##### DATA FOR THIS EXERCISE

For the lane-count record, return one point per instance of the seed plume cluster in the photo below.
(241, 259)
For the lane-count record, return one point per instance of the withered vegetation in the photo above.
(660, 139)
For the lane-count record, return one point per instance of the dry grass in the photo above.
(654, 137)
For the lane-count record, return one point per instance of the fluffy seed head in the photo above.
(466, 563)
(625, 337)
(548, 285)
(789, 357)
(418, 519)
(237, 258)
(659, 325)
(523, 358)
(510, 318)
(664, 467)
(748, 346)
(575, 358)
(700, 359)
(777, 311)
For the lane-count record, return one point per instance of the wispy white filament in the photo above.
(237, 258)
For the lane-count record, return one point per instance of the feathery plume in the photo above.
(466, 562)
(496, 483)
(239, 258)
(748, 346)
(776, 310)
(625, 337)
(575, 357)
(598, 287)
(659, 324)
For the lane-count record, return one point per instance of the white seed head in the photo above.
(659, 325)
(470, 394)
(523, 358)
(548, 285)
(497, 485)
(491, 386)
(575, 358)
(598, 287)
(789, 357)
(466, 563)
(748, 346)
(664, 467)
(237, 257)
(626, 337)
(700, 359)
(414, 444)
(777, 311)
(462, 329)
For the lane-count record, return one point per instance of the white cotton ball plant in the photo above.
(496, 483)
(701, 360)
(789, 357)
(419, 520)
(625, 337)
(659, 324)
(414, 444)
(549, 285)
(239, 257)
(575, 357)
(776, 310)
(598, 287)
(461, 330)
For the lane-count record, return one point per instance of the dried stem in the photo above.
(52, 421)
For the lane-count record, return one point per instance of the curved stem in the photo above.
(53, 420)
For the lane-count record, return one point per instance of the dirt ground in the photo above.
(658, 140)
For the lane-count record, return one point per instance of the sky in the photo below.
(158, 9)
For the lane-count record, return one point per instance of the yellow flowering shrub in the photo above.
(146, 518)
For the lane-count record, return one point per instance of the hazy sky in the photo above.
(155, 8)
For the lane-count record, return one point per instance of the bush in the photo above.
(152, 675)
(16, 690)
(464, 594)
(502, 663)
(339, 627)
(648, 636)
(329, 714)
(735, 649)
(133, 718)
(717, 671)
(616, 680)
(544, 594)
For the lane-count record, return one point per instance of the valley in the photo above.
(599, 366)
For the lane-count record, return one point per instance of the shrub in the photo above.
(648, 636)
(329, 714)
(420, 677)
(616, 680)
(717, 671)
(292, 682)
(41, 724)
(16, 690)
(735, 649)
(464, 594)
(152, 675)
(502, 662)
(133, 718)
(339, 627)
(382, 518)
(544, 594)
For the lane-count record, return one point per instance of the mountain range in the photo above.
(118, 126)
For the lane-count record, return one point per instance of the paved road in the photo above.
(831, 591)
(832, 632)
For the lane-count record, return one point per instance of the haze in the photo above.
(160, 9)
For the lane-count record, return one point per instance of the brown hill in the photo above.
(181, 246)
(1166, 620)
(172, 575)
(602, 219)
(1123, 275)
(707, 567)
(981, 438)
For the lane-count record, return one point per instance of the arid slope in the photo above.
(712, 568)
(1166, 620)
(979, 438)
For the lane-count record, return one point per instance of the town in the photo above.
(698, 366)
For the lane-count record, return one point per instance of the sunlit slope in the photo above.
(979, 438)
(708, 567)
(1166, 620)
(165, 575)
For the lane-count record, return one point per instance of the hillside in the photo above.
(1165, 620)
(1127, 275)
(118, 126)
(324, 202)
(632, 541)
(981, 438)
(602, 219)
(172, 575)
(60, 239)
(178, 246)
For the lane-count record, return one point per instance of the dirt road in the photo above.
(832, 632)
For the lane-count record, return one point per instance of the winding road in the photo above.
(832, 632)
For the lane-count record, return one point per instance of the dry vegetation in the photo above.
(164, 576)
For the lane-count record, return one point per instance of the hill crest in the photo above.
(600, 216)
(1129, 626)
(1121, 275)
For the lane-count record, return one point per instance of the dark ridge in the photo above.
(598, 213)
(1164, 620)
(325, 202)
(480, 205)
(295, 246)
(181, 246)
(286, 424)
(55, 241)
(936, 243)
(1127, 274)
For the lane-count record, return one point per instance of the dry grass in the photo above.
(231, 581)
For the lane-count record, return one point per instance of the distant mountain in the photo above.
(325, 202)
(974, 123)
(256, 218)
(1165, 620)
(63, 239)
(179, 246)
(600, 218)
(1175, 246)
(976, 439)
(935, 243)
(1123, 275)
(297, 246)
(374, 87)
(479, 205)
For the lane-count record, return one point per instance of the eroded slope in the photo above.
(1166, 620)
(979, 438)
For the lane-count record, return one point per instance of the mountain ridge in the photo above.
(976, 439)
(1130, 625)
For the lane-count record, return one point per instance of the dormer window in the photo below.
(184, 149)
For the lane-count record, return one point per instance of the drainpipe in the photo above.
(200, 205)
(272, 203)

##########

# WHAT YOU HAVE TO DO:
The output should match the records above exactly, entry for entry.

# TASK RESULT:
For the lane-count record, return one point per instance of the seed plume cluster in the photo below.
(241, 259)
For the lane-count record, return one point per instance of the withered vegetation in the photo above.
(660, 139)
For the lane-count record, return one point per instance of the dry grass in the photo above.
(654, 137)
For the lane-count record, return one point per instance of the fluffy seed head in the photo above.
(466, 563)
(625, 337)
(548, 285)
(789, 357)
(418, 519)
(237, 258)
(659, 325)
(523, 358)
(510, 318)
(664, 467)
(748, 346)
(575, 358)
(700, 359)
(777, 311)
For the lane-count record, return one point per instance of the wispy white filament in the photo above.
(237, 258)
For the lane-count record, return one point per instance of the feathery plume in the photo above.
(466, 562)
(496, 483)
(239, 258)
(748, 346)
(776, 310)
(625, 337)
(575, 357)
(598, 287)
(659, 324)
For the lane-count record, return one point per instance of the white seed head in the photo above.
(659, 325)
(470, 394)
(523, 358)
(548, 285)
(497, 485)
(491, 386)
(575, 358)
(598, 287)
(789, 357)
(466, 563)
(748, 346)
(664, 467)
(237, 257)
(626, 337)
(700, 359)
(414, 444)
(777, 311)
(462, 329)
For the lane-count record, return one point per instance of the white cotton ball plant in the photo above.
(496, 483)
(701, 360)
(789, 357)
(419, 520)
(625, 337)
(659, 324)
(414, 444)
(549, 285)
(239, 257)
(575, 357)
(776, 310)
(598, 287)
(461, 330)
For the lane-count record, return one point per instance of the dried stem in the photo above.
(52, 421)
For the lane-count record, return one point per instance of the curved stem in the photo above.
(53, 420)
For the lane-count record, return one point per instance of the dirt ground in the photo above.
(658, 140)
For the lane-count record, return one point per instance of the sky in the photo below.
(158, 9)
For the lane-count record, return one point per instance of the yellow flowering shrub in the photo above.
(146, 518)
For the lane-count record, return one point per instance of the hazy sky in the photo above.
(155, 8)
For the lane-count record, return one point per instance of the bush in the photo above.
(152, 675)
(16, 690)
(464, 594)
(502, 663)
(339, 627)
(648, 636)
(329, 714)
(735, 649)
(133, 718)
(717, 671)
(616, 680)
(544, 594)
For the lane-count record, return one point per instance of the valley in the photo above.
(599, 366)
For the lane-count record, return one point per instance of the shrub in the photo above.
(648, 636)
(329, 714)
(420, 677)
(616, 680)
(717, 671)
(292, 682)
(41, 724)
(16, 690)
(735, 649)
(464, 594)
(152, 675)
(502, 662)
(133, 718)
(339, 627)
(382, 518)
(544, 594)
For the lane-count record, return one point per instance of the mountain range in the photo above.
(118, 126)
For the lane-count record, return one point per instance of the paved road in the photo above.
(831, 591)
(832, 632)
For the lane-count record, return one point per instance of the haze in the photo above.
(160, 9)
For the lane-count record, return one point per instance of the brown hill in the photo above.
(181, 246)
(1166, 620)
(172, 575)
(602, 219)
(1123, 275)
(707, 567)
(981, 438)
For the lane-count record, return one point per instance of the arid slope in the photo above.
(712, 568)
(1166, 620)
(979, 438)
For the lane-count record, return one point per instance of the town in the photo above.
(698, 366)
For the lane-count record, return one point per instance of the sunlit slope in the photo above.
(979, 438)
(708, 567)
(1166, 620)
(165, 575)
For the lane-count record, return one point per instance of the hillside in the photo above.
(1165, 620)
(1127, 275)
(118, 126)
(324, 202)
(632, 541)
(981, 438)
(602, 219)
(172, 575)
(60, 239)
(178, 246)
For the lane-count record, return one point per instance of the dirt road in the photo above.
(832, 632)
For the lane-count record, return one point per instance of the winding road in the photo above.
(832, 632)
For the lane-count record, return one point per instance of the dry vegetation in the photo above.
(164, 576)
For the lane-count record, return one point per instance of the hill crest in the photo above.
(600, 216)
(1129, 626)
(1121, 275)
For the lane-count record, return one point per instance of the dark ridge in the photo above.
(598, 213)
(1164, 620)
(325, 202)
(480, 205)
(295, 246)
(181, 246)
(286, 424)
(55, 241)
(936, 243)
(1127, 274)
For the lane-count record, return one point per instance of the dry grass in the photo above.
(231, 581)
For the lane-count record, return one point per instance of the distant mountain in the photo above.
(325, 202)
(974, 123)
(256, 218)
(1165, 620)
(63, 239)
(179, 246)
(600, 218)
(1175, 246)
(976, 439)
(935, 243)
(1123, 275)
(297, 246)
(374, 87)
(479, 205)
For the lane-count record, return one point per instance of the eroded slope in the photo above.
(1166, 620)
(979, 438)
For the lane-count record, return one point per instance of the mountain ridge in the photo above.
(976, 439)
(1130, 625)
For the lane-count record, return one point per instance of the dormer window in the photo below.
(184, 149)
For the lane-count record, return one point per instance of the drainpipe in the photo above.
(200, 205)
(272, 203)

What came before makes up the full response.